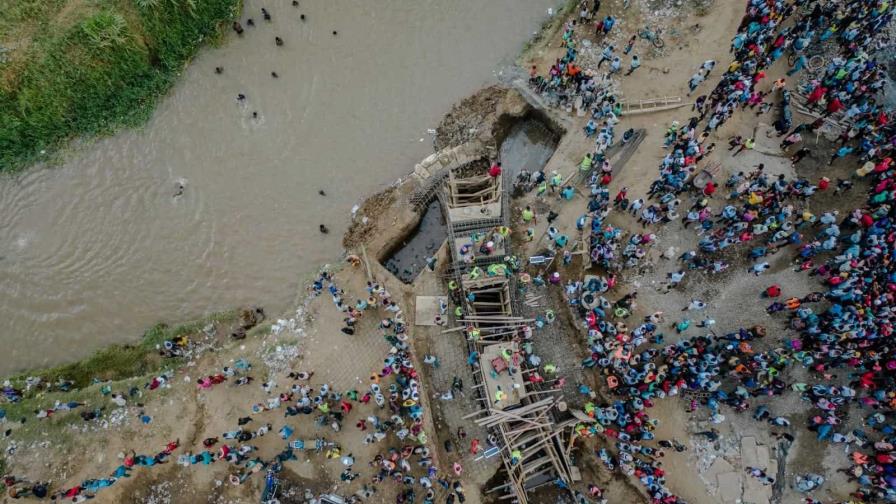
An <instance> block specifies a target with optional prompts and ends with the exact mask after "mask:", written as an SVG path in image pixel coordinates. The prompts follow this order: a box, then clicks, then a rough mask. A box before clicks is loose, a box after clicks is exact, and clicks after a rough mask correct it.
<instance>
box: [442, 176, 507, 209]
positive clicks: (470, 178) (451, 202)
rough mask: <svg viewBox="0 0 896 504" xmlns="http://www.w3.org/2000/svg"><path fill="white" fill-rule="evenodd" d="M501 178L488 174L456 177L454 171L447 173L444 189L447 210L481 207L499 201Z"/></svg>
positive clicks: (499, 197) (500, 196) (500, 194)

**Action item**
Every line of the listing is to be retyped exactly; pictures stay out.

**Worked solution**
An <instance> block specifies a target with optional prompts and ends with the exact mask after "mask:", written as an SVG path in image pixel coordinates. The prompts follow this order: a box, then clicks, then a rough mask. A box before clicks is loose, a box after clicks is exact, and clicks after a rough mask correct it.
<instance>
box: [442, 176, 507, 209]
positive clicks: (470, 178) (451, 202)
rough mask: <svg viewBox="0 0 896 504" xmlns="http://www.w3.org/2000/svg"><path fill="white" fill-rule="evenodd" d="M501 178L488 174L456 177L454 171L447 173L444 189L447 210L481 207L499 201Z"/></svg>
positive clicks: (499, 197) (500, 196) (500, 194)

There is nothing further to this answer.